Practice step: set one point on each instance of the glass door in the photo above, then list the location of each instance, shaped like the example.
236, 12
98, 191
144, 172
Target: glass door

=-=-=

Look through the material and copy each line that has "door".

Practice step: set one point on each instance of the glass door in the photo above, then list the location of each instance, shaped like the example.
Target: glass door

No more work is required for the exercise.